---------- Dataset entries ----------

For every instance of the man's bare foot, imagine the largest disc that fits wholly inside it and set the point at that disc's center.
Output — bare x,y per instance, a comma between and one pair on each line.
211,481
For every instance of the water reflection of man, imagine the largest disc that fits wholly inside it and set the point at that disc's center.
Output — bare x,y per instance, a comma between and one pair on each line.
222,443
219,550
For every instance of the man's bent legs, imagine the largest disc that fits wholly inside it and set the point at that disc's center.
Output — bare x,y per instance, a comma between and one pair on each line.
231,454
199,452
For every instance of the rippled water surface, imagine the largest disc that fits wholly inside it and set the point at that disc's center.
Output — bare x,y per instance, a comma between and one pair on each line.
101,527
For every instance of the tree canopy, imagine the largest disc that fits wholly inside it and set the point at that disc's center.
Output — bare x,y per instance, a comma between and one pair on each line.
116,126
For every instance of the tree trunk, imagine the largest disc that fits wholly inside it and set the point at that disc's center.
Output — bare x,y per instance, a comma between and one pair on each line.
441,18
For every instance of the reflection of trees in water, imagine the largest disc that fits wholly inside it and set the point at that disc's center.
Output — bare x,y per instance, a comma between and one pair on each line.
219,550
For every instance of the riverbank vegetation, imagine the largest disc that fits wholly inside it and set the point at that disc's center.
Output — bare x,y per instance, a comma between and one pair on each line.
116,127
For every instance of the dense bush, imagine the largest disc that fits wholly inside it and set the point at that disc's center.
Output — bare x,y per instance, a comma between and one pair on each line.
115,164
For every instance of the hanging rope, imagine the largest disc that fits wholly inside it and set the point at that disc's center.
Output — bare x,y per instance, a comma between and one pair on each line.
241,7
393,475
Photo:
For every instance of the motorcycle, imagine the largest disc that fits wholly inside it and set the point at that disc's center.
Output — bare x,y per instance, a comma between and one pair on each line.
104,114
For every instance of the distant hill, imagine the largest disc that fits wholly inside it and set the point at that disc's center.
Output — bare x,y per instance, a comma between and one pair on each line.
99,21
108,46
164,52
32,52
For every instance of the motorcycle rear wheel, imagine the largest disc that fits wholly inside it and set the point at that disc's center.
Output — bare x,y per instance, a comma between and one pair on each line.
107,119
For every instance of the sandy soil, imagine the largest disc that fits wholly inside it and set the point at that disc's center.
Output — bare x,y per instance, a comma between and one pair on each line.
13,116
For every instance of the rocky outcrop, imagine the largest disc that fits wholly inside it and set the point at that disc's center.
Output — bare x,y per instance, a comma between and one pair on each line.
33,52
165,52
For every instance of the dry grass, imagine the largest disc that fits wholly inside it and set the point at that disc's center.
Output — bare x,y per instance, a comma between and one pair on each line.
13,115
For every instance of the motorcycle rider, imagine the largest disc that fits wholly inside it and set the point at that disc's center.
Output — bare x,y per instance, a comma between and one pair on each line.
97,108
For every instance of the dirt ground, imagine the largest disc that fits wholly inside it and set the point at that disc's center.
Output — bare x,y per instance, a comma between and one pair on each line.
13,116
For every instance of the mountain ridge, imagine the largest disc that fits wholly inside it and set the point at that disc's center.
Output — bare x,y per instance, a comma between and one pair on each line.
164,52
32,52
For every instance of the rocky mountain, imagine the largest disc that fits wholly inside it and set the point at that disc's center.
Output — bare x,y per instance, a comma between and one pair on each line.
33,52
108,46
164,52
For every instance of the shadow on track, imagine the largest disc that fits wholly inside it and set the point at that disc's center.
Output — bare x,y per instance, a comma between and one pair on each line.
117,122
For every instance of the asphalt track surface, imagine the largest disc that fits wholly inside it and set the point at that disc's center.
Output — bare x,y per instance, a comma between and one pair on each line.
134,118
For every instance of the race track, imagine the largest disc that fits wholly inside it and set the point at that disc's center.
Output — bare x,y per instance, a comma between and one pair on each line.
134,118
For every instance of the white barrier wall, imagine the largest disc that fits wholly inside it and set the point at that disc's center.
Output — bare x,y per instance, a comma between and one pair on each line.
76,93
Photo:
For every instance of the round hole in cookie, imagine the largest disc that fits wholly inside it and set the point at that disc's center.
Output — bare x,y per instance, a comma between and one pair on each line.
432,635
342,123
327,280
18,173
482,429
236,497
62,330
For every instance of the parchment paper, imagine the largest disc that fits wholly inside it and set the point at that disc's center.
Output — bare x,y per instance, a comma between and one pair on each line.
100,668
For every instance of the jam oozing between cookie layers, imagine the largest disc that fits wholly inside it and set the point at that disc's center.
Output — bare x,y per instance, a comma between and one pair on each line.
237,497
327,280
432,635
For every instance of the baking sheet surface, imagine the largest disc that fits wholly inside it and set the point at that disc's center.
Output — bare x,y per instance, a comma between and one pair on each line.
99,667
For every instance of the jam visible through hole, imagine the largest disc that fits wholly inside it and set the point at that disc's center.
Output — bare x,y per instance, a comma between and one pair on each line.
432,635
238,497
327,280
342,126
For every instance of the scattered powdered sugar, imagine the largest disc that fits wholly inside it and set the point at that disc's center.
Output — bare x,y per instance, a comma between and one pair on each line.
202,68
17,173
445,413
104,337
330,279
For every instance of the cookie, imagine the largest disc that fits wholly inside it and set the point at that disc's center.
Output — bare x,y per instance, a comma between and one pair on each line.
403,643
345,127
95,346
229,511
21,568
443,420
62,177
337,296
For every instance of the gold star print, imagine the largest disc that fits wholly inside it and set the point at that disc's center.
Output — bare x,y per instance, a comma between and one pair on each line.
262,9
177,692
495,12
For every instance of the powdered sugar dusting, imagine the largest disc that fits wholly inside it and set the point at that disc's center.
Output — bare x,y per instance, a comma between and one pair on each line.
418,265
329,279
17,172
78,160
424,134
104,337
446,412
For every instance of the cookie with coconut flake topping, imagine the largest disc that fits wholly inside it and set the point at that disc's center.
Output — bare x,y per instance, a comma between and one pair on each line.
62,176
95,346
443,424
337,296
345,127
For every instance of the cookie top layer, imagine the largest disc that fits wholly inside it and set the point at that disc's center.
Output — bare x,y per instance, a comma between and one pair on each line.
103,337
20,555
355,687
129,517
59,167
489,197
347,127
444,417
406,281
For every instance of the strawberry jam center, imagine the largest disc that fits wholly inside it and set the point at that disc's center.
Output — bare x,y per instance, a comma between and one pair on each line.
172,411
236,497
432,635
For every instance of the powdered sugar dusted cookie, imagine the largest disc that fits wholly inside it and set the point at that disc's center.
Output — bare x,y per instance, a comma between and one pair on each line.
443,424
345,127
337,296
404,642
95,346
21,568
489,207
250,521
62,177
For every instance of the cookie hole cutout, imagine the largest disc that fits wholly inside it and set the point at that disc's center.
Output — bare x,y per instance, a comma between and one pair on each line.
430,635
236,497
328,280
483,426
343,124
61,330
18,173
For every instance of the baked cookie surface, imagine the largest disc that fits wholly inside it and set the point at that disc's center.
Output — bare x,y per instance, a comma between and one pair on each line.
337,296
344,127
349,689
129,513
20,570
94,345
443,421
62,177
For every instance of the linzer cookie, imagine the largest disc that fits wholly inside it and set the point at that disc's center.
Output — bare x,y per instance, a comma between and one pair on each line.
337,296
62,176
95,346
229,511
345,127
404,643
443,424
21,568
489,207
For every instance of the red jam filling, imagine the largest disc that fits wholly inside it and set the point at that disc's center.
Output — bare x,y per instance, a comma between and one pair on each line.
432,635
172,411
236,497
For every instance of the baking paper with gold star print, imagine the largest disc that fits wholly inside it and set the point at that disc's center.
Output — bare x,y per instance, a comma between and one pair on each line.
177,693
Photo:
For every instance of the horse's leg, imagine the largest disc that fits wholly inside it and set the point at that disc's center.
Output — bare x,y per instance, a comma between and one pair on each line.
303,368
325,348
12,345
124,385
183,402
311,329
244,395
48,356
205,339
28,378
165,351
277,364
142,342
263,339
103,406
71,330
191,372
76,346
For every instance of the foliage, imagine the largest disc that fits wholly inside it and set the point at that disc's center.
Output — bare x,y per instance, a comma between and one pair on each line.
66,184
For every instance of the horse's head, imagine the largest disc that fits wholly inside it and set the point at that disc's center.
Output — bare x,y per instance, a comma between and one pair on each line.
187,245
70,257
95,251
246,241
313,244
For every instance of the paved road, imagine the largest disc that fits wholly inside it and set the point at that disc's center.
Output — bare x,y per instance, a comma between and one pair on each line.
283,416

----------

A single figure is the whole answer here: the number of lines in the records above that include "powdered".

▶ _Exercise result_
3